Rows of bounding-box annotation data
========

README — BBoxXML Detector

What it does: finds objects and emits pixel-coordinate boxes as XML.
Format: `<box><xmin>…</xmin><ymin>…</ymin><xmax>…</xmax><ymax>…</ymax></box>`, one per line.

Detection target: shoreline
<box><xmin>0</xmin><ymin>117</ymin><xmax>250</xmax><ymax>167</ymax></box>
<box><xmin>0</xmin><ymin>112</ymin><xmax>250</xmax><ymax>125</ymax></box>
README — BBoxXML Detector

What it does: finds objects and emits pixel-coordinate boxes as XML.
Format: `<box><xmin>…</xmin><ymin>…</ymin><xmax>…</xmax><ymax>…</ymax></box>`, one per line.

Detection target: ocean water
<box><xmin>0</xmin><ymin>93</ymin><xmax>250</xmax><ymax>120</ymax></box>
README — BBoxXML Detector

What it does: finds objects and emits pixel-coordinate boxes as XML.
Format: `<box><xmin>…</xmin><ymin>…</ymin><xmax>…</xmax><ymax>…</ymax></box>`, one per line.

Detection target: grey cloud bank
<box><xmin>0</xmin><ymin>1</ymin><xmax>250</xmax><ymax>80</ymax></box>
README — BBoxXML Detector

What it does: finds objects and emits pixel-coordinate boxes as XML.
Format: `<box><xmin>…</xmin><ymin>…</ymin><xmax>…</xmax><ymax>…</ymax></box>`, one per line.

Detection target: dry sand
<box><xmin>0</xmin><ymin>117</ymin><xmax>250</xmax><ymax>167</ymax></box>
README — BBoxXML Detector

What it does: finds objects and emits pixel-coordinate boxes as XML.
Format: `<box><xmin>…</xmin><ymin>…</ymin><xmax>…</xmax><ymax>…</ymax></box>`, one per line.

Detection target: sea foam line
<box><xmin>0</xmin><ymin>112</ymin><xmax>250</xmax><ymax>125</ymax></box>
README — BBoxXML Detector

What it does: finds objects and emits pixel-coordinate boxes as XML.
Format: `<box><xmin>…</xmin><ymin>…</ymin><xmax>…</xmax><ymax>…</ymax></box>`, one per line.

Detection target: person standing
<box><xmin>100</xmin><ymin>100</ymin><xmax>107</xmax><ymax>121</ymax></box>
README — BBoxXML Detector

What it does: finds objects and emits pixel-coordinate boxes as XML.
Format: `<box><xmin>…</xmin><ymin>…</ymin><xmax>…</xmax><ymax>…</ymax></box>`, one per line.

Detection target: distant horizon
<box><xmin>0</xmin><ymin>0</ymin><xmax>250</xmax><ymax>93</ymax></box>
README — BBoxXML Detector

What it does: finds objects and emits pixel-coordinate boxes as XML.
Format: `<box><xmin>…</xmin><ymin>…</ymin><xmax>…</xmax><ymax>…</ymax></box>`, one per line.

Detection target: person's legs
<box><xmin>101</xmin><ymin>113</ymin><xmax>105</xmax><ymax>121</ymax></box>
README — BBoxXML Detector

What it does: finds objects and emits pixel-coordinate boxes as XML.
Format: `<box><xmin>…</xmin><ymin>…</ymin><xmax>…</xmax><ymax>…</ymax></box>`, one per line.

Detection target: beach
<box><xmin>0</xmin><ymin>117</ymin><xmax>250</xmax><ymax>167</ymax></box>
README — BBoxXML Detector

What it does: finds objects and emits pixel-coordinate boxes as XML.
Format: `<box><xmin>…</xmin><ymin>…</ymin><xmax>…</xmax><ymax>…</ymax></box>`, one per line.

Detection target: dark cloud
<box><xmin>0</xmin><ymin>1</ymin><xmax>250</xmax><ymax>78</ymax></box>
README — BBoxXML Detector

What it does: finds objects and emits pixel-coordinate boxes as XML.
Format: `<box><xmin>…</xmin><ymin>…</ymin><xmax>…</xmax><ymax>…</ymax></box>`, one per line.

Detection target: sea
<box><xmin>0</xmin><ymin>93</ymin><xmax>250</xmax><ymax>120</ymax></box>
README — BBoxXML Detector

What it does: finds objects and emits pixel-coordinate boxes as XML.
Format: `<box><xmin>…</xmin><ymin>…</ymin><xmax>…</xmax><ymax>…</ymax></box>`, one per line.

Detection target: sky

========

THE TASK: State how many lines of the records above contain the string "cloud". Reply with the number only.

EXERCISE RESULT: 2